● **How to complete this task**
Take the entries below and write them out exactly, with each picture removed.

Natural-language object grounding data
================================

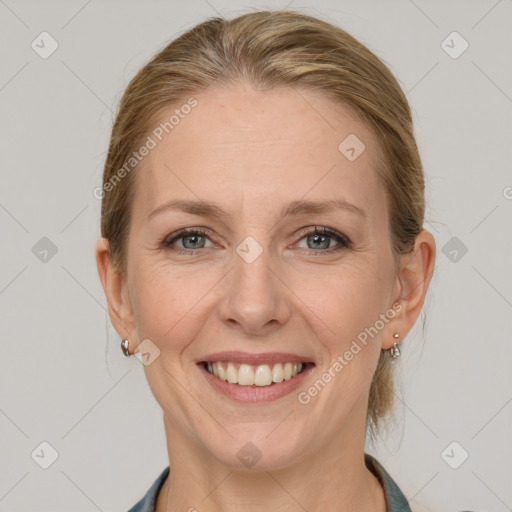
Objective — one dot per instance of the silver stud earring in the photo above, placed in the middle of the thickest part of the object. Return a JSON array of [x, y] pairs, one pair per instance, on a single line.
[[395, 349], [125, 348]]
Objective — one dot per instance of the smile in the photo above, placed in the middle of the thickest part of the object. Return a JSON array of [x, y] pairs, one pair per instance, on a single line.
[[254, 375]]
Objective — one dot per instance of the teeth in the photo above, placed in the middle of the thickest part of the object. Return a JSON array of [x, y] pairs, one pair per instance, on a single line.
[[249, 375]]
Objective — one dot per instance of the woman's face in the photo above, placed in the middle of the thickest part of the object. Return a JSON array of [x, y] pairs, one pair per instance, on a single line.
[[259, 285]]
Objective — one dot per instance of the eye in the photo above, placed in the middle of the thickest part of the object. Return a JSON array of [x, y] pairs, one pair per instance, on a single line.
[[318, 239], [191, 239], [321, 238]]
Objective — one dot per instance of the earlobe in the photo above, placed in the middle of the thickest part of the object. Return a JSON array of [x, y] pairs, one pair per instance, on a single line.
[[114, 286], [416, 269]]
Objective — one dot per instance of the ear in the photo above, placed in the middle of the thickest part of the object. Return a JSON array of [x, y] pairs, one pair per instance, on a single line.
[[116, 292], [413, 279]]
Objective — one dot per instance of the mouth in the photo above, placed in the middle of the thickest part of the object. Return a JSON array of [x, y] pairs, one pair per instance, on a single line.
[[255, 375]]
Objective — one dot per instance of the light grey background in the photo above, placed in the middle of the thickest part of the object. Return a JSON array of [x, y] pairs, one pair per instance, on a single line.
[[63, 378]]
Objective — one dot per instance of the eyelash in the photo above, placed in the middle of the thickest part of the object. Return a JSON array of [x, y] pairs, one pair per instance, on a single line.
[[343, 241]]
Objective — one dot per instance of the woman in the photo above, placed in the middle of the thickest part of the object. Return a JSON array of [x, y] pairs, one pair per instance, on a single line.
[[263, 254]]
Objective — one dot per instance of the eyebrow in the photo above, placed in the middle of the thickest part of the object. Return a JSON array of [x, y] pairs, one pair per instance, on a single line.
[[299, 207]]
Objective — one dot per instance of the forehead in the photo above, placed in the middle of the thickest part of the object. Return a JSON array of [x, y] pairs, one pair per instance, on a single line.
[[265, 147]]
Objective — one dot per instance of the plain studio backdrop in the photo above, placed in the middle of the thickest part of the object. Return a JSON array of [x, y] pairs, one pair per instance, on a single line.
[[67, 392]]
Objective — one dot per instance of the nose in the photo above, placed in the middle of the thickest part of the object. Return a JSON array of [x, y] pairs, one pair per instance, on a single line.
[[255, 298]]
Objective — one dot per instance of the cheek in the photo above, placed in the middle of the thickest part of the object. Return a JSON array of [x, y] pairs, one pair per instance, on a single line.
[[169, 301]]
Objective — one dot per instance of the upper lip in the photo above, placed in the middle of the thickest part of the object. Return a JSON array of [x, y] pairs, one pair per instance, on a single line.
[[255, 359]]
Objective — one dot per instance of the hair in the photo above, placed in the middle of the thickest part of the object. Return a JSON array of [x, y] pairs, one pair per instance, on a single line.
[[273, 49]]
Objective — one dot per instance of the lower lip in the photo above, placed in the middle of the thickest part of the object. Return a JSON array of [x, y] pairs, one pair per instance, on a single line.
[[249, 394]]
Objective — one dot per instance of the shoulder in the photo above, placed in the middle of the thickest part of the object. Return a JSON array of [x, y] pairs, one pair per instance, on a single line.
[[395, 499], [148, 502]]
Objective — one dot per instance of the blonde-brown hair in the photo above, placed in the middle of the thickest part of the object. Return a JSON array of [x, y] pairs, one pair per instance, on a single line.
[[272, 49]]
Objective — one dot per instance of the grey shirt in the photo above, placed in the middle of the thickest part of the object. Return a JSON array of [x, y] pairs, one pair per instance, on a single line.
[[395, 499]]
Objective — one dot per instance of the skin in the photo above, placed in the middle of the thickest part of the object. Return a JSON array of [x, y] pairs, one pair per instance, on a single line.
[[253, 152]]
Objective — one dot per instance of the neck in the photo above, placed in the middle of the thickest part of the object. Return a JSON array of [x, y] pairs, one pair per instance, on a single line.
[[331, 477]]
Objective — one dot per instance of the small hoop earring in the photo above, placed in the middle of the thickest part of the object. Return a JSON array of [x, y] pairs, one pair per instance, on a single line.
[[125, 348], [395, 349]]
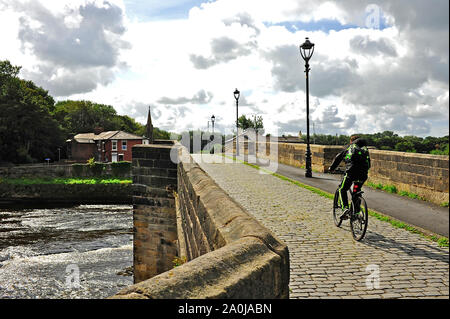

================================

● **Task answer**
Objective — one dot per instance of the silver stud earring in the photo above, placed in the middle of the thickest part of the object. Return a JSON array of [x, y] pairs, one pair per instance, on a single line.
[[395, 349], [125, 348]]
Objective — one dot per instance of the smile in the photo above, placed in the middle of the thickest part of the object. Return a JSON array of [x, y] pairs, one pair per instance, on a single line.
[[254, 375]]
Objective — one dot per instance of the teeth in the photo above, placed in the middle of the thickest part of the object. Return a JSON array of [x, y] pairs, one pair per instance, on a single line.
[[249, 375]]
Objective — one dot per instance of the woman's face in the photo above, placed in the middle of the thickest part of the object. Return a JSON array of [x, y] pairs, one pair per instance, on a single line.
[[259, 285]]
Objective — one dot per instance of the eye in the photo above, placed in the middle of the thickest part of the object. Return a JSON array of [x, y] pairs, one pair per instance, on a single line.
[[318, 239], [191, 239], [321, 238]]
Objective — one dot per instance of the earlobe in the photo above, placed in the middle of the thickest part of the object. Return a JSON array of [x, y] pairs, one pair per instance, on a single line.
[[114, 286], [416, 269]]
Objective — one dot per instance of the ear in the photo above, placed in the middle of the thickest part of the object. Return a JSON array of [x, y] pairs, one pair per instance, on a single line.
[[116, 292], [413, 279]]
Objective — one dot per instance of the mouth in the photo above, placed in the middle of the thickest part of the object. Return a JSON array of [x, y] pairs, one pair per instance, on a single line.
[[255, 375]]
Objective — one dot per instance of the light grey background in the photo above, placed in the middle of the thickest part of the object. Return a JSON array of [x, y] pairs, one pair per instance, on a single line.
[[63, 378]]
Objective — one dot per instance of the eyelash in the photo above, placed in the middle of the thickest part of the object. Return a JSON array of [x, y] pairs, one pair per instance, on a single line.
[[343, 241]]
Objective — one dot per instance of the woman in the photo above, placed in the middle of the thickest part of the object. Return a JSON array of [x, y] pairs, one pair per instance, on a single line.
[[263, 254]]
Objective — one dot per instance of the eyebrow in the photo above, placed in the middle of the thickest part of the object. Return a JSON array of [x, y] pairs, one pair per instance, on a single line.
[[299, 207]]
Objective — one dot per instance of the forehead in the photo above, placed in the middle of the thickest part of the object. Return a JSON array of [x, y] pairs, one pair per instance, on a single line.
[[265, 147]]
Objective — one dot per instance of the plain studio backdrop in the photo above, placed in the middle of the thickest part of the object. Return a JSON array of [x, y] pairs, one pair per instance, on a single line.
[[67, 392]]
Objective — one dot per instance of the nose in the photo above, placed in the middle of the thickest part of the object. Return a JSON array of [x, y] pairs, one pair per instance, on a single line.
[[255, 298]]
Objective — one dot per instance of the cheek in the photo above, placed in the middle of the thickest part of the object. Return a JSON array of [x, y] pairs, one pair per instance, on a single line.
[[169, 301]]
Objective — one dot per instance of the upper lip in the photo above, placed in the middle of the thickest part of the object. Return a JSON array of [x, y] pairs, one pair per instance, on a single line.
[[255, 359]]
Objective — one dot per instance of the hair in the photo above, placed in the middle of the thickest part of the object. Return a JSON array of [x, y] pairs, one pair per instance, on a single line.
[[273, 49]]
Objective — one dot per instance of the lower lip in the photo above, placed in the middle of the thickest part of the object. Return a JSON array of [x, y] pairs, one pair per instance, on a single line.
[[249, 394]]
Objective — one dot per instance of the shoulder in the photo above, placed in the middle of the thickest part of the object. Return a JSON array of [x, y] pairs, one pair per instance, on a single line.
[[395, 499], [148, 502]]
Objective — one dot per instance of the blonde-brown hair in the photo above, placed in the middle of the thickest part of the object. Return a JSON array of [x, y] pairs, one pair per instance, on a single line.
[[272, 49]]
Objective — one dot per instance of the grey shirt in the photo above, placed in the middle of the thickest part of the object. Return a JSON array of [x, y] pairs, one pair per instance, on a single line.
[[395, 499]]
Objective — one dot per instance of the skin in the photo above, placed in the middle of the thickest part of the object. Return a JSON array of [x, y] pairs, one pair per instance, on a single line.
[[253, 152]]
Objective — one dot per instance of the neck in the photo above, placed in the middle of the thickest part of the object. Return a JSON array of [x, y] pairs, one pair per instance, on a single line.
[[331, 477]]
Objective — one dot per instance of the small hoop earring in the photo above, placed in the middle of the thickest part of the object. Return a JSON array of [x, y] pairs, one pair per instance, on a single line.
[[125, 348], [395, 349]]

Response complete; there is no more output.